## EXCERPT PROVIDED
TFA for Doctors?

Now that I don't have a job, I've pretty much been doing whatever I want, which is pretty awesome. I've been working out more, traveling with friends, and doing some research for a GWU professor on education policy (which has been a really enlightening experience).

I'm currently in New Orleans with an old friend of mine for the Super Bowl. I've never been to New Orleans before and was pretty excited about coming to see it. I've discovered that, for the most part, it's not a place I'd ever be interested in living. It definitely has a flair/zest/flavor that I've not seen in any other city, but the neighborhoods and infrastructure is just an absolute disaster. However, the food has been incredible. My friend is Vietnamese and his family is going all out with the family feasts. I've never had such good pho in my life.

Many of my friend's cousins are in middle and high schools in the NO area, but all private. They all say that nobody in their right mind would put their kids in a public school here, so I'm interested in finding out more about them. We're going to be here until Tuesday or Wednesday, so hopefully I'll find an opportunity to visit one of the public schools and find out what they're really like.

In the meantime, I wanted to share a comparison I've been thinking about for a while concerning TFA, and that is this:

Many TFA supporters claim (and by supporters, I mostly mean people working for TFA and the heads of districts that rely on their labor to constitute significant portions of their teaching force) that research tells us that master's degrees and experience don't necessarily translate into higher student achievement (as measured by standardized test scores). I personally think that this argument appeals primarily to people who have never been in the classroom (or at least to those who haven't been in for more than a few years), and I think it begs the following question:

If brand new teachers with no classroom experience are good for our children who most desperately need quality education, then why don't we have brand new medical students performing our most complicated operations? And how many of us would feel comfortable with someone who's never been in an operation room doing a complicated medical procedure on us?

In my mind, this analogy should totally put to bed the claim that TFA is a solution to the problems facing our inner-city students. The only way I suspect one could refute the conclusion suggested by this analogy is by arguing that the analogy itself is not legitimate. They (those that believe TFA is a valid solution to inner-city education problems) might argue that this analogy is not legitimate in one of two ways:

1) The teaching profession is not nearly as technical nor as detailed as the medical profession, and therefore not as much training is required in order to be excellent at it

or/and

2) The consequences of making mistakes in inner-city classrooms are not nearly as disastrous as making mistakes in a life or death operation room.

## EXERCISES TO COMPLETE
a - Repeat word for word the part of the post about TFA starting at "1) The teaching" and ending at "death operation room.".
b - In the post about TFA, what city is the writer visiting for the Super Bowl?
The records were taken from a source separate from the post.

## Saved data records

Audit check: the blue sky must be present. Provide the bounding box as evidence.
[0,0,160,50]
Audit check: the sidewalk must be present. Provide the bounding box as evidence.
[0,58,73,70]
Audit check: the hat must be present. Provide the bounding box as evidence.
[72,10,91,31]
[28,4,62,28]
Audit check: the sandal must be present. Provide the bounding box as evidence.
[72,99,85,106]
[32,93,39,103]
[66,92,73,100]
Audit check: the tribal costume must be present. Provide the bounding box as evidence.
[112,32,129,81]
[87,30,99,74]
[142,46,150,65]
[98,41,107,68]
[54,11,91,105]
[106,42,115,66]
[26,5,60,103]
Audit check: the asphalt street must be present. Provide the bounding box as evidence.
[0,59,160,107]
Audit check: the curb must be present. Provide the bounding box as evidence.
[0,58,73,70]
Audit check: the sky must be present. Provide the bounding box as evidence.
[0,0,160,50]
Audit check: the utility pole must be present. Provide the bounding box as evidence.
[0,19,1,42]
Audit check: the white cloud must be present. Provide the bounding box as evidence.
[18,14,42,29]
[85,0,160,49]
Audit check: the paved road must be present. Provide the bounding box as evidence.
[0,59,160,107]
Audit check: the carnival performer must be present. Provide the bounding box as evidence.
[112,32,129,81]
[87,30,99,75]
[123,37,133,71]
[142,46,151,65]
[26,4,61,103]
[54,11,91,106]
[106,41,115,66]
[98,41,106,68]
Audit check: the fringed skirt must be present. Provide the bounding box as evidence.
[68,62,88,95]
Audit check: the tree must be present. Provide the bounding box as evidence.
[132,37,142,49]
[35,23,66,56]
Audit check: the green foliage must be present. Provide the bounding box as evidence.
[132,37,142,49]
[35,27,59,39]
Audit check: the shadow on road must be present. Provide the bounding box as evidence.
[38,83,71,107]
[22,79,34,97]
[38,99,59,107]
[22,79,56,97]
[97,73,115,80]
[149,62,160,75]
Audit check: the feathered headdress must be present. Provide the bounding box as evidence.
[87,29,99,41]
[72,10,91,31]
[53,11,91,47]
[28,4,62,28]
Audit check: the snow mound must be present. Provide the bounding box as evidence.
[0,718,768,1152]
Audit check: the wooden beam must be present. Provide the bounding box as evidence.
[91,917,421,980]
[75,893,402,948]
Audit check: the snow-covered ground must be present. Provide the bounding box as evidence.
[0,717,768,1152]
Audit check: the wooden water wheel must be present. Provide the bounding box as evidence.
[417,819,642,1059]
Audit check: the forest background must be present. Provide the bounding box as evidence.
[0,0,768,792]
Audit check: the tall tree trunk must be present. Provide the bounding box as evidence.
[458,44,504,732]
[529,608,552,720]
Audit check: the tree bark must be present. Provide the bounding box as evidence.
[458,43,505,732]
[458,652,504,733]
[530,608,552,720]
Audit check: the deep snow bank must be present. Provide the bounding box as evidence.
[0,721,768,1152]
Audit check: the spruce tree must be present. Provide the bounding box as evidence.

## SOLUTIONS FOR EACH TASK
a -
1) The teaching profession is not nearly as technical nor as detailed as the medical profession, and therefore not as much training is required in order to be excellent at it

or/and

2) The consequences of making mistakes in inner-city classrooms are not nearly as disastrous as making mistakes in a life or death operation room.

b - New Orleans